What you are asked to do – Copy the entries below word for word, beginning with the line that contains "Objective: one point per instance of the yellow tram exterior" and continuing through the last line of the entries.
----- Exercise input
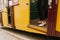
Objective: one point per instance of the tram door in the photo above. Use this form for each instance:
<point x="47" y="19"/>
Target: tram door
<point x="43" y="14"/>
<point x="4" y="17"/>
<point x="38" y="12"/>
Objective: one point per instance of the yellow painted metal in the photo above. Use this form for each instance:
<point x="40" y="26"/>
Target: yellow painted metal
<point x="58" y="18"/>
<point x="5" y="17"/>
<point x="22" y="16"/>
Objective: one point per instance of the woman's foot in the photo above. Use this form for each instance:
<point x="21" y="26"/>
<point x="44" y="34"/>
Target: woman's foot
<point x="39" y="22"/>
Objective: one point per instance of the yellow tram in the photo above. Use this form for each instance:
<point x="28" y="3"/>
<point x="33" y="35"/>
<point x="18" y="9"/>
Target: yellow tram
<point x="18" y="15"/>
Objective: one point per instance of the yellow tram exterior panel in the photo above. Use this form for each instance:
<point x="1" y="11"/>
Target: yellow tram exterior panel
<point x="5" y="17"/>
<point x="22" y="16"/>
<point x="58" y="18"/>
----------
Output for this task –
Objective: one point per instance of the yellow tram exterior panel in the photo above. Use this form for each instance:
<point x="1" y="11"/>
Target: yellow tram exterior panel
<point x="5" y="17"/>
<point x="22" y="16"/>
<point x="58" y="18"/>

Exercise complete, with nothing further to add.